**What you need to do**
Pick out and copy every line in the items below that contains the word "grass". Only matches with the same capitalization count.

══ Records ══

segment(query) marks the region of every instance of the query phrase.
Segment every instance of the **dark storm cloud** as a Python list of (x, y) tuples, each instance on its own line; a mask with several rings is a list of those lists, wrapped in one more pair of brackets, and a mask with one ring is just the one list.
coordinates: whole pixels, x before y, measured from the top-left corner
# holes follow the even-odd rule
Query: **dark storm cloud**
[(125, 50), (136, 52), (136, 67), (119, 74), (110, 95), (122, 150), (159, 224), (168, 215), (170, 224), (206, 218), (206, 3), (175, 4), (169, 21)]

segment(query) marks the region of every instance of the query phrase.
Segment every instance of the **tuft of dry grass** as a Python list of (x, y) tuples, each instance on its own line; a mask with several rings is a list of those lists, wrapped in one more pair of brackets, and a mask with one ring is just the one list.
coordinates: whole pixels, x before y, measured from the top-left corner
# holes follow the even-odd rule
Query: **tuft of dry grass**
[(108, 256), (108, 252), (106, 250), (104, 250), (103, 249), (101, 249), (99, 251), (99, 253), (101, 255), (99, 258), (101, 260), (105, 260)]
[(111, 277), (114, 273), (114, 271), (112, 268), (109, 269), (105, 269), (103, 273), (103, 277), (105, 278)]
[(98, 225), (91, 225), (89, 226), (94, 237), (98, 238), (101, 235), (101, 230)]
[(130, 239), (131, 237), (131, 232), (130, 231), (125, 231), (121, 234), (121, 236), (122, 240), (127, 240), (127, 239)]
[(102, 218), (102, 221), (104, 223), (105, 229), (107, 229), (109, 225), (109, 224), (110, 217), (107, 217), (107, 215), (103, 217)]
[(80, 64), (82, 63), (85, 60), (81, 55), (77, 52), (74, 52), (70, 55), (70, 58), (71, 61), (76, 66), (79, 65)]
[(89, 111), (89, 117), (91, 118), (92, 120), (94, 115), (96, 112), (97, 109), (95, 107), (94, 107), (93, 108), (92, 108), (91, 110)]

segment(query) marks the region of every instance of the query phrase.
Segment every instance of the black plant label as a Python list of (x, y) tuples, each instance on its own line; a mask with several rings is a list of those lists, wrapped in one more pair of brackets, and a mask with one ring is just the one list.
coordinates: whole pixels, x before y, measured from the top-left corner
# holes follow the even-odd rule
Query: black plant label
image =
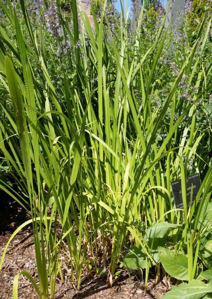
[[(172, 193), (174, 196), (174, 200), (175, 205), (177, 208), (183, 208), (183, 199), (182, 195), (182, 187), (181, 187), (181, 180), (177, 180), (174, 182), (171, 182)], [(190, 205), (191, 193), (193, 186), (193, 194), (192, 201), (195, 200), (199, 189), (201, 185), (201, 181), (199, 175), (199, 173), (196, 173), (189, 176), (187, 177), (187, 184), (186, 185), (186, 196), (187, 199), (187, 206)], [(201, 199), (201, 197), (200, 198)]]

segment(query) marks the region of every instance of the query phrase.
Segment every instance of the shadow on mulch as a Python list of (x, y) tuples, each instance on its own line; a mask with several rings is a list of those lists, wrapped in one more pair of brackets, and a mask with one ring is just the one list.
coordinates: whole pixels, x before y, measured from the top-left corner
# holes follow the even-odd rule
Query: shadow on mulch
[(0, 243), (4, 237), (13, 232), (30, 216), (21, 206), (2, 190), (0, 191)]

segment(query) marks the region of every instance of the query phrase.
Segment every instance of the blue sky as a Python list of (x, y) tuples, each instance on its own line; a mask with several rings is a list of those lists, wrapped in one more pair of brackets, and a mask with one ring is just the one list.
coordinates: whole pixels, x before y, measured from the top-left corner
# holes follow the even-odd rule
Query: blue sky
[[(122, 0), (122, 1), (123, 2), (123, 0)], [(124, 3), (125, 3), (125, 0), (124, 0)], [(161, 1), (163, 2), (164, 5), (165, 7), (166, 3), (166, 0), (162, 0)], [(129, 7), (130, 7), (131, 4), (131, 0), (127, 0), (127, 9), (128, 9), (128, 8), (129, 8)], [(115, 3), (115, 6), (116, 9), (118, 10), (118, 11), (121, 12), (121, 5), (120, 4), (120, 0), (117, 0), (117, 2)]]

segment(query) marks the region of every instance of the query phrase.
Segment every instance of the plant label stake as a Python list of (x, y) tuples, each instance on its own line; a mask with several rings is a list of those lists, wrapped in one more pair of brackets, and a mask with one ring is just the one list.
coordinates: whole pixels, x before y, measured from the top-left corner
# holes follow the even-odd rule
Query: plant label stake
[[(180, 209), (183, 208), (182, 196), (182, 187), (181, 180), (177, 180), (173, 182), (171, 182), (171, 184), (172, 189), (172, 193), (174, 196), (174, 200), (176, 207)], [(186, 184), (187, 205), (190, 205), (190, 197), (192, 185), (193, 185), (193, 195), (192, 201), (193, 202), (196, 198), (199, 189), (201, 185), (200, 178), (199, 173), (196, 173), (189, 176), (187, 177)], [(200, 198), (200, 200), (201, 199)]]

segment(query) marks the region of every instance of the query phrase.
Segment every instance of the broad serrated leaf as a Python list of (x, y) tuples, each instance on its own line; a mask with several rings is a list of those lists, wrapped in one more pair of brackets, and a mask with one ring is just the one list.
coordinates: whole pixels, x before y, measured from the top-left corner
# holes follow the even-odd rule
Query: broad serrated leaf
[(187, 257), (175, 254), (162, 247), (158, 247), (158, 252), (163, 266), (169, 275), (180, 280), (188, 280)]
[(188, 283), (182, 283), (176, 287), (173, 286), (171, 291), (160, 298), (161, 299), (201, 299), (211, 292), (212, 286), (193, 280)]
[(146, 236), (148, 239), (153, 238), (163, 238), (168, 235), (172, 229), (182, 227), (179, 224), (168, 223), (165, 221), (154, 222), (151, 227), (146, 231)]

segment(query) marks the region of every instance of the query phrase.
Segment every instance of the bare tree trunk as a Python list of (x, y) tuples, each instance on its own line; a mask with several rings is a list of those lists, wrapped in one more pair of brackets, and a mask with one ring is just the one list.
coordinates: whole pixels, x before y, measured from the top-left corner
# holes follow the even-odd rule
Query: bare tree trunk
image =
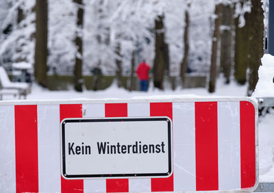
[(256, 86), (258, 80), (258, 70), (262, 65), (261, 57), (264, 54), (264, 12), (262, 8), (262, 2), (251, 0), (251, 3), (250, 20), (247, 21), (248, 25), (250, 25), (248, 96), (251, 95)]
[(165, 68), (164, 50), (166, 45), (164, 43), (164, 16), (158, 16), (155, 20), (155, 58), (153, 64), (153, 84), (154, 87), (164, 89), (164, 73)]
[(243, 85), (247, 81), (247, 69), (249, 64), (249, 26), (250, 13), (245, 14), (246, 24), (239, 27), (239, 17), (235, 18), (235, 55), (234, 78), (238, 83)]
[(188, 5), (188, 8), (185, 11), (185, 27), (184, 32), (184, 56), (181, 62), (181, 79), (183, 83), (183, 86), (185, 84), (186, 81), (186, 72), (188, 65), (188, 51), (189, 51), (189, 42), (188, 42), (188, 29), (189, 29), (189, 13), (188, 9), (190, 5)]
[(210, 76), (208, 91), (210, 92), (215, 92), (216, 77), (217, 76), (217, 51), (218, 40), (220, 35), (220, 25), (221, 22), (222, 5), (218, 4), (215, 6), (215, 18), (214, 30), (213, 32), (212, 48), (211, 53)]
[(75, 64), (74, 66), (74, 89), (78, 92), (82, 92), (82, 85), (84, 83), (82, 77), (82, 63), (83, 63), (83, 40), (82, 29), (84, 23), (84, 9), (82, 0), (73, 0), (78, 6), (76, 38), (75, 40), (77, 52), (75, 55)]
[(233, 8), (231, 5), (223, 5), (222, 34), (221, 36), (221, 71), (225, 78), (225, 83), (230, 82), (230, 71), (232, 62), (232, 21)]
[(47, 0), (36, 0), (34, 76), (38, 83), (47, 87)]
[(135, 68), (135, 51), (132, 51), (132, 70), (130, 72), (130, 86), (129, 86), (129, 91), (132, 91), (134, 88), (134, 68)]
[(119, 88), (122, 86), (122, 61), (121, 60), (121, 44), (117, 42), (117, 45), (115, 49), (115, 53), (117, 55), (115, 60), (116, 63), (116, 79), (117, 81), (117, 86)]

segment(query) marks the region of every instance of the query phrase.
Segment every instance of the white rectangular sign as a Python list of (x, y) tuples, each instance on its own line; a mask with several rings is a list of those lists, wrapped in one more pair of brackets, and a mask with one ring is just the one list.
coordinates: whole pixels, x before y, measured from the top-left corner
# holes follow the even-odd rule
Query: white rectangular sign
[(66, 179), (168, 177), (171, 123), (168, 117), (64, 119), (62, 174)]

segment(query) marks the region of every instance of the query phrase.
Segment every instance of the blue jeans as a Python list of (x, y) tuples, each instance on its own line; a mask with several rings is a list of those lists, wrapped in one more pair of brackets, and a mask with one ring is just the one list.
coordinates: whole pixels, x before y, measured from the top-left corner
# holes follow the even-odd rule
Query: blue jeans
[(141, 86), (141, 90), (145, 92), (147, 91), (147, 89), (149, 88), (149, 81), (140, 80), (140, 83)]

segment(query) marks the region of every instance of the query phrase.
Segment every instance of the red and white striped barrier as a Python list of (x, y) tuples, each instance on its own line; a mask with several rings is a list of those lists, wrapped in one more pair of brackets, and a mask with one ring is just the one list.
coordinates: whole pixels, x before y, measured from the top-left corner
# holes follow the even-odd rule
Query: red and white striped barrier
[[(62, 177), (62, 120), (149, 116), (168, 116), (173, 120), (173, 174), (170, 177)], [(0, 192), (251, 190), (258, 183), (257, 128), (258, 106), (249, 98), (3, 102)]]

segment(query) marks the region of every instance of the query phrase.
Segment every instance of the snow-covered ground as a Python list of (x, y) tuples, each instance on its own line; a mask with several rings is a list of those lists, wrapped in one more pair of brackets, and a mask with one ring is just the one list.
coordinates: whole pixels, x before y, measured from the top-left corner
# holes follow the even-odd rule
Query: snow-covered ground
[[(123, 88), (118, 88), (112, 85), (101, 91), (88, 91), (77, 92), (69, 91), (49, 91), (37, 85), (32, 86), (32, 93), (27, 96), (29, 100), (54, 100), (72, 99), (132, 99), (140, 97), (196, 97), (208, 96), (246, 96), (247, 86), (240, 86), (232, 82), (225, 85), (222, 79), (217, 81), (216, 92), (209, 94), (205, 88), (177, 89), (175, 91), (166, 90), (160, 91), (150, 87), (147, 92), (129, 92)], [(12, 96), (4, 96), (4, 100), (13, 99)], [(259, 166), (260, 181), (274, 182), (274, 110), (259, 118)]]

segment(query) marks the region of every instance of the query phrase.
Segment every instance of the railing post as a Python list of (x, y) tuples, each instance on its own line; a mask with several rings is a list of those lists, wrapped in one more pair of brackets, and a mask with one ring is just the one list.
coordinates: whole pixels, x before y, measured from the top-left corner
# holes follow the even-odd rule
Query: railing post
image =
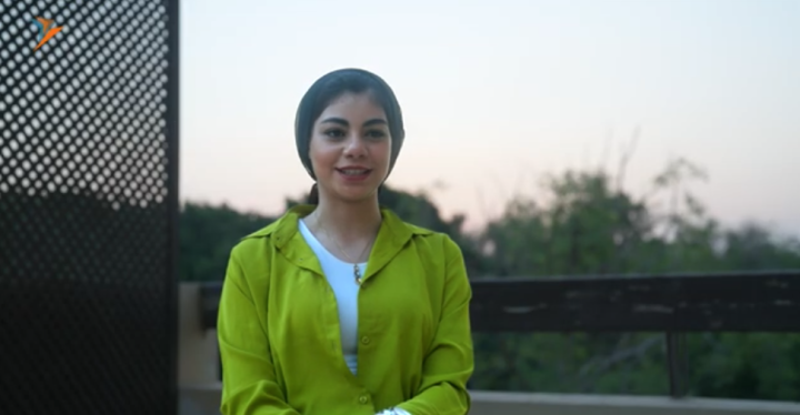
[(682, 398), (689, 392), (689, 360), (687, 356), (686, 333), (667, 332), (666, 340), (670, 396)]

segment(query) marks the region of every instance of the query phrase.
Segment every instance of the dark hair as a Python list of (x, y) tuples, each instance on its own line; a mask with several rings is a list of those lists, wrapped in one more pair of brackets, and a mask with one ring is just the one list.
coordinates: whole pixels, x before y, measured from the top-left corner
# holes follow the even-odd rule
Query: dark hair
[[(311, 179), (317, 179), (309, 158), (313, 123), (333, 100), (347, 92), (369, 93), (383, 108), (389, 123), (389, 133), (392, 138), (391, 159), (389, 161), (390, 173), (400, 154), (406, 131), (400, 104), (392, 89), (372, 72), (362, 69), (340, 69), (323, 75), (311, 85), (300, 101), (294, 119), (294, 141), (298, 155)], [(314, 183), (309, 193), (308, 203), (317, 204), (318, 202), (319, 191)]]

═══
══ Records ══

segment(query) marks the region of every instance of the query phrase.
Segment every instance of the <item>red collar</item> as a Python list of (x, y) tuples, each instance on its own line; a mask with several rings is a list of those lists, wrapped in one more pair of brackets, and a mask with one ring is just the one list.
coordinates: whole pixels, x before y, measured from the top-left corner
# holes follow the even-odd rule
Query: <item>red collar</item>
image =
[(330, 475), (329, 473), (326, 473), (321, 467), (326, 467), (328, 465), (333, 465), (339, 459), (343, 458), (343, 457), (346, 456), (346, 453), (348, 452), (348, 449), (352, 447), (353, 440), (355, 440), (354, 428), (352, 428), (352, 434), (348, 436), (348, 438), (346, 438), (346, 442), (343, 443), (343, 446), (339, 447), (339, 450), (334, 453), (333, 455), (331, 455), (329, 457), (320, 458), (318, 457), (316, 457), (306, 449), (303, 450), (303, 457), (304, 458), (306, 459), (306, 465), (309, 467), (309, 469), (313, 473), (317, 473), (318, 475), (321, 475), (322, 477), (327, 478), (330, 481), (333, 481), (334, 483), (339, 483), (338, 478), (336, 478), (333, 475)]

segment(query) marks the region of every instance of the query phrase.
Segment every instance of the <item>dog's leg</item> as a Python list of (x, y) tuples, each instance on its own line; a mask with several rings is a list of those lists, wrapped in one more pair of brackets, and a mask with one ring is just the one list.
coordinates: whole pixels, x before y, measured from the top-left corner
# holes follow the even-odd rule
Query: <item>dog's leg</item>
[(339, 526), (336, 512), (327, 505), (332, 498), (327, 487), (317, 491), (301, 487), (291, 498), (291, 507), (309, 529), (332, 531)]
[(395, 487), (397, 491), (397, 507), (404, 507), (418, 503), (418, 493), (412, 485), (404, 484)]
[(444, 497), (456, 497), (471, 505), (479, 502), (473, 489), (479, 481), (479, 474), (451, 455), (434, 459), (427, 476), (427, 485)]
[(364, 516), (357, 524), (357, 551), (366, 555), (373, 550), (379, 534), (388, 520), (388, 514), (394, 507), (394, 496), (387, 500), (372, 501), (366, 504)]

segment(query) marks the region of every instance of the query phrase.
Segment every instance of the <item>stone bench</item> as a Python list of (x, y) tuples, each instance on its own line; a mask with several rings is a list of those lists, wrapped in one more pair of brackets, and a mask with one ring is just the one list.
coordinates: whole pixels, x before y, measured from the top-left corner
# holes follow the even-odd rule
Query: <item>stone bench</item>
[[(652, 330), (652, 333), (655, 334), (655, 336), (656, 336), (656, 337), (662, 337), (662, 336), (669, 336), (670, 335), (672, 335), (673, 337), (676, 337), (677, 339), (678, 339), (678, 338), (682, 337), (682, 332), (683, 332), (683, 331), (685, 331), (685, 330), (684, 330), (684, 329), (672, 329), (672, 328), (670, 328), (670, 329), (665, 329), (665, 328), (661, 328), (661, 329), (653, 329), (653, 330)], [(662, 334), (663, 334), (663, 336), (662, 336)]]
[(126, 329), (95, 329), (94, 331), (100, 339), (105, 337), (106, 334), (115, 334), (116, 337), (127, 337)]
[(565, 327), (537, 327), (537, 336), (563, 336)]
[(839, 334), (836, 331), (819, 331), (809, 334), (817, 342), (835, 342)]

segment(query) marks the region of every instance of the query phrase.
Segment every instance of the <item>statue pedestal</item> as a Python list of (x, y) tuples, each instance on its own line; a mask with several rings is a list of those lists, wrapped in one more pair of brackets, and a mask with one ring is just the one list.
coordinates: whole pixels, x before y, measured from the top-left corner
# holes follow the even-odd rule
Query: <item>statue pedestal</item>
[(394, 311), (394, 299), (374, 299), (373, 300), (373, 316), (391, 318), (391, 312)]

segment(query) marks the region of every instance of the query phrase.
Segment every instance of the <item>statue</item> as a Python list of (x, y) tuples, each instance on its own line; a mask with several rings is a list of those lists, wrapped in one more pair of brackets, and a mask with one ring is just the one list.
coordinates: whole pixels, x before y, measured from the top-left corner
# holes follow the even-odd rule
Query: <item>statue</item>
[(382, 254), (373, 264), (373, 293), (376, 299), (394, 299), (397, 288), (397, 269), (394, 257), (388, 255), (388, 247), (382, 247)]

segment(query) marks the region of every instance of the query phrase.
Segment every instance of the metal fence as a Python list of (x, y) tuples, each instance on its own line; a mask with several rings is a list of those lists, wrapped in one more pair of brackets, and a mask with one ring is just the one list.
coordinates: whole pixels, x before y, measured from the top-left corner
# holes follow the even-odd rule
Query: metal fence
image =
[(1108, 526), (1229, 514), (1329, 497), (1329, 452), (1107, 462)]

═══
══ Records ══

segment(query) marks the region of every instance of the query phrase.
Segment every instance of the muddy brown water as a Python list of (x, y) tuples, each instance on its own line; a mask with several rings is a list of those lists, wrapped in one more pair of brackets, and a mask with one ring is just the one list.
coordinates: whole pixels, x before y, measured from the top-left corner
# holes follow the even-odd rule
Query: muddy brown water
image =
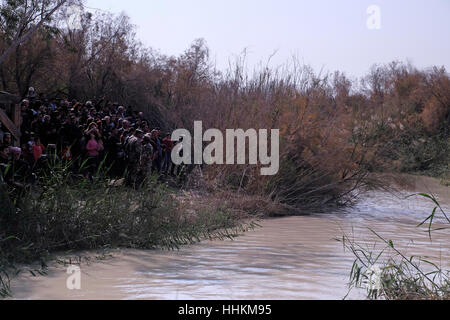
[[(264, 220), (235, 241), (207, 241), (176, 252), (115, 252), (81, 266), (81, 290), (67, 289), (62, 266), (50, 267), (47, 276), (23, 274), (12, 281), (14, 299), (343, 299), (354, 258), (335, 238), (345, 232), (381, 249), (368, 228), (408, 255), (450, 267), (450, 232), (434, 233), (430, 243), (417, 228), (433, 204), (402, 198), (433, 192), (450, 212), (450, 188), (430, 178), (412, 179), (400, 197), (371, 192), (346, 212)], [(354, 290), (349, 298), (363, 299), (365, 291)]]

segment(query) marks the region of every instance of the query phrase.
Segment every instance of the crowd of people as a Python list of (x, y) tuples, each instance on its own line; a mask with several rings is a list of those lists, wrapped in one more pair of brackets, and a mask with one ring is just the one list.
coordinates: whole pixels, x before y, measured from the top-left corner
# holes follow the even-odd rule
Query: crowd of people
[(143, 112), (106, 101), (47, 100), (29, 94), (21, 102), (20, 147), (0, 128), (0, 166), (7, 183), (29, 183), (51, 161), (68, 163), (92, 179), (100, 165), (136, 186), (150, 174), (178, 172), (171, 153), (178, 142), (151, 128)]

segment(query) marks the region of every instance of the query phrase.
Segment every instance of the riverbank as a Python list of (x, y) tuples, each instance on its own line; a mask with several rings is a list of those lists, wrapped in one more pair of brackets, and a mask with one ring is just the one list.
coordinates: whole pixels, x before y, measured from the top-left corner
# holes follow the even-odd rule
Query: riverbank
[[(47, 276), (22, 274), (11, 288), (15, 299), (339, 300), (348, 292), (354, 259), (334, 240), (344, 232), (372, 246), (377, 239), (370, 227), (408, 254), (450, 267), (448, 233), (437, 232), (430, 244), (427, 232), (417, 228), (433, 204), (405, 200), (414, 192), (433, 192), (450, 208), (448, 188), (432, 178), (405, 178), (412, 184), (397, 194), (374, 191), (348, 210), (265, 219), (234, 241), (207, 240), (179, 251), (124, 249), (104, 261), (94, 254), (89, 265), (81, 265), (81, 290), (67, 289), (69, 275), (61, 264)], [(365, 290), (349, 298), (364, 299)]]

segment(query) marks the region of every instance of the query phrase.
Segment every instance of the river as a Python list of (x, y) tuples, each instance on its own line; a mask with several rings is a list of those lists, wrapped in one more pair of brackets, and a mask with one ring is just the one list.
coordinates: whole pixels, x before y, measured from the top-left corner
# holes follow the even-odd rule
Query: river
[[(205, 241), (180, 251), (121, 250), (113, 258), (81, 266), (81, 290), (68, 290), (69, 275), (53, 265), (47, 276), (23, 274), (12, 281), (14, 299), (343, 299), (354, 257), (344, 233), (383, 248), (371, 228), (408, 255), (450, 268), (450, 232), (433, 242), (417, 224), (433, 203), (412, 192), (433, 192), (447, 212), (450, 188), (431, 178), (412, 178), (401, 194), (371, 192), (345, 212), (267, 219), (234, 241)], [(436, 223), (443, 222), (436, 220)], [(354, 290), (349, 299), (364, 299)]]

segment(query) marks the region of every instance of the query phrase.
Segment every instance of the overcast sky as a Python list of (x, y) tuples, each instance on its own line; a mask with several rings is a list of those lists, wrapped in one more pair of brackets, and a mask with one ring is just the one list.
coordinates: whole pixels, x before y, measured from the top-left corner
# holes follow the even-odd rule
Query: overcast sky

═══

**Exercise solution**
Segment every instance of the **tuft of dry grass** as a Python list of (x, y) tuples, each instance on its own line; a mask with several rings is a list of those lists, wrapped in one more pair of brackets, and a mask with one ring is just the one list.
Query: **tuft of dry grass**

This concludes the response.